▶ Passage provided:
Thanks to Google for honoring one of our favorite composers!


----------



## kv466 (May 18, 2011)

Very nice, indeed. All these moon pieces, so popular.


----------



## Vesteralen (Jul 14, 2011)

Celloman said:


> Well, Wagner didn't get his Google tribute this year


Ooooo....let's have another Wagner thread!


----------



## Cosmos (Jun 28, 2013)

I was pleasantly surprised. I saw the play option and wondered what it could be. Then Clair de Lune played and I realized it was Debussy's birthday. Great job, Google!


----------



## nightscape (Jun 22, 2013)

kv466 said:


> All these moon pieces, so popular.


Faure's _Clair de Lune_ is also quite lovely. Check out Véronique Gens' version.


----------



## poptart (Jul 15, 2013)

Wow! 

Thanks for posting about this, Celloman, or I would have missed it.


----------



## brianvds (May 1, 2013)

I can assure you, I do not turn into a werewolf when I see Google's tribute to Debussy's Clair de looooo..ooo...ow..ow..!!!


----------



## Guest (Aug 22, 2013)

Vesteralen said:


> Ooooo....let's have another Wagner thread!


I'm thinking a poll regarding the opinions of the recent Wagner threads.


----------



## Celloman (Sep 30, 2006)

Now they need to do a Google page for Albrechtsberger.

:lol:


----------



## Weston (Jul 11, 2008)

I saw the graphic but couldn't figure out what it was. Scrolling over it didn't work.


----------



## Celloman (Sep 30, 2006)

I love how the windows actually turn on and off to the music. They really thought through this one, it definitely shows.


----------

▶ Goal 1:
Locate each line in the entries that contains the word "coniferous", and copy those lines.
The entries have no connection to the forum thread.

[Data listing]

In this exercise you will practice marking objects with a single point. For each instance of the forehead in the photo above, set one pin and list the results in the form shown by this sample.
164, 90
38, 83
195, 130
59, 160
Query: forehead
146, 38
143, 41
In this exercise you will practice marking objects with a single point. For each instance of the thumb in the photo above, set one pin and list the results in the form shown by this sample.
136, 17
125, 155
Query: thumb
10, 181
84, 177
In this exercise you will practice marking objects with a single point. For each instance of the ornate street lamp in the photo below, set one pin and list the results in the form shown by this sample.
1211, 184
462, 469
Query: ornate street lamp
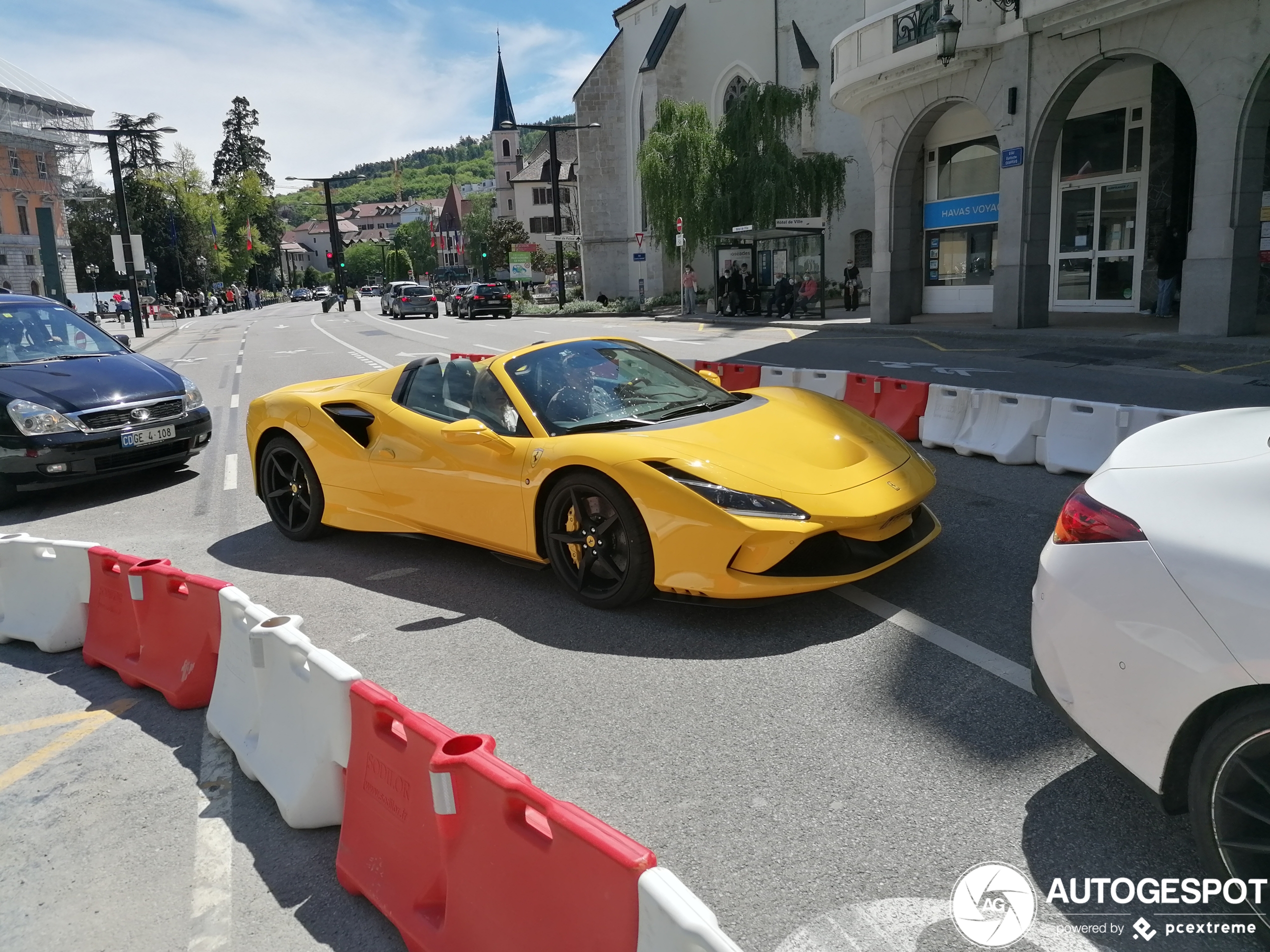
946, 29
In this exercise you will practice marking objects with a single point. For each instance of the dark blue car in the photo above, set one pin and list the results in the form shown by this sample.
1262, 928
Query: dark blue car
80, 405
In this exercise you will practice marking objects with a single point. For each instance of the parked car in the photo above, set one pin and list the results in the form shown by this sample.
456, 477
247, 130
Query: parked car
413, 300
386, 296
80, 405
1150, 626
493, 300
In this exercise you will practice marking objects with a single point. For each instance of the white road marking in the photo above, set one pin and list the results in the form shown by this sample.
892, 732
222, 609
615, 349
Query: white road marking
676, 340
966, 649
400, 327
392, 574
212, 901
897, 926
370, 358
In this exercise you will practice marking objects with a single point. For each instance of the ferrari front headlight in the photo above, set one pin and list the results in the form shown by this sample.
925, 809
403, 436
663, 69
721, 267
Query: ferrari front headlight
732, 501
36, 421
194, 396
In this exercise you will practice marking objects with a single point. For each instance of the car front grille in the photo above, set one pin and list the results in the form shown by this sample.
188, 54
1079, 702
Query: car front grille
121, 461
106, 419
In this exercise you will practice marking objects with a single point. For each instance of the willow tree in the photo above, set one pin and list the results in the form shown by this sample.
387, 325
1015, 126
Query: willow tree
741, 172
678, 173
760, 178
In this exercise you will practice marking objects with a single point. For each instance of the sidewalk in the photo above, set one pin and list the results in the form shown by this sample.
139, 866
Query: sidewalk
1132, 330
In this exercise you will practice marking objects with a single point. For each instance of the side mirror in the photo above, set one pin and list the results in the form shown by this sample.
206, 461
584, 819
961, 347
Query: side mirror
472, 432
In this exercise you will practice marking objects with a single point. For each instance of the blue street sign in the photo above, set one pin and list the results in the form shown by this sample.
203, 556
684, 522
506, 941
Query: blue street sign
953, 212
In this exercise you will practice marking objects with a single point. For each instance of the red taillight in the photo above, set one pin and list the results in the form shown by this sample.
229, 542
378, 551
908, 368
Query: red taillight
1086, 520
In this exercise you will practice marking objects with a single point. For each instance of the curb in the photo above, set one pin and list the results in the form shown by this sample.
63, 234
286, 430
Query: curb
1026, 338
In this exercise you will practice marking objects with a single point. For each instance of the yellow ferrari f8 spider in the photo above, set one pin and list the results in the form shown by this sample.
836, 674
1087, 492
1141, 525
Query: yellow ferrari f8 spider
618, 466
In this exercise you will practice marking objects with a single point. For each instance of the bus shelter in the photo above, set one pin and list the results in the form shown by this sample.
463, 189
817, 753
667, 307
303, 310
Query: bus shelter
793, 247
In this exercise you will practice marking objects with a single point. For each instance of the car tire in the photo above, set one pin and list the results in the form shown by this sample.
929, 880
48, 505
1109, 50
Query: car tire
291, 490
604, 559
1231, 770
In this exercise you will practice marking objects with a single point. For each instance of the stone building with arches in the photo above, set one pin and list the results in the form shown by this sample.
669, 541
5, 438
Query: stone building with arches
1066, 156
705, 51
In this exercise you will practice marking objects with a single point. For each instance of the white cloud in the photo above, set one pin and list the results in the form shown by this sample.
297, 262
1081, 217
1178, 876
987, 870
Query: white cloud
334, 85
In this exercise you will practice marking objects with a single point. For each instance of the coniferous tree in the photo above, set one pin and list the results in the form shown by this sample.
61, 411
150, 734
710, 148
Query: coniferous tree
242, 151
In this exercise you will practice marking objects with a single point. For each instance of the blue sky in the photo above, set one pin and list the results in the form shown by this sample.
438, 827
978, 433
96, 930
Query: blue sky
336, 83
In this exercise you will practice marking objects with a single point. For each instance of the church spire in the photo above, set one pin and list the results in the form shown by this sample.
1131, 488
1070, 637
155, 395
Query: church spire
504, 111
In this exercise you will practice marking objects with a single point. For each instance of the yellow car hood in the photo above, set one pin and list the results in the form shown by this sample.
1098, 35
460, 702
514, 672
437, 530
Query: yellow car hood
782, 440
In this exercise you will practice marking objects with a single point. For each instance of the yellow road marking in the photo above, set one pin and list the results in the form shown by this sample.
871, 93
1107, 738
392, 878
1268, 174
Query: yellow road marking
1224, 370
90, 723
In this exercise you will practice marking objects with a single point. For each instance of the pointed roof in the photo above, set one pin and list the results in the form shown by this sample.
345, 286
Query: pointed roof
504, 111
804, 51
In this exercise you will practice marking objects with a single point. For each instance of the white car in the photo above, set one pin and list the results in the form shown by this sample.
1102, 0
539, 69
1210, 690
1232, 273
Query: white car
1151, 625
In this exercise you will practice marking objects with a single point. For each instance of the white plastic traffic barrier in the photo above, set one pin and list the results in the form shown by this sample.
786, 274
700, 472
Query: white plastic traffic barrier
672, 918
44, 592
946, 410
778, 376
1138, 418
1080, 434
832, 384
298, 747
1004, 426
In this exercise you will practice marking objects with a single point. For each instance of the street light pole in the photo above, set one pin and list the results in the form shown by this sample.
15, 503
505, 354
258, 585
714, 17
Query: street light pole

▶ Goal 2:
Summarize the forum thread in two sentences.

▶ Expected answer 1:
In this exercise you will practice marking objects with a single point. For each instance of the coniferous tree in the photo above, set one pin and list the results in the form shown by this sample.
Query: coniferous tree

▶ Expected answer 2:
Forum posters thank Google for a tribute to Debussy, which one poster realized marked his birthday once Clair de Lune played, and which another praised for windows that turn on and off to the music. Other replies remark on the popularity of moon pieces, recommend Véronique Gens' version of Faure's Clair de Lune, and joke about Wagner threads and a Google page for Albrechtsberger.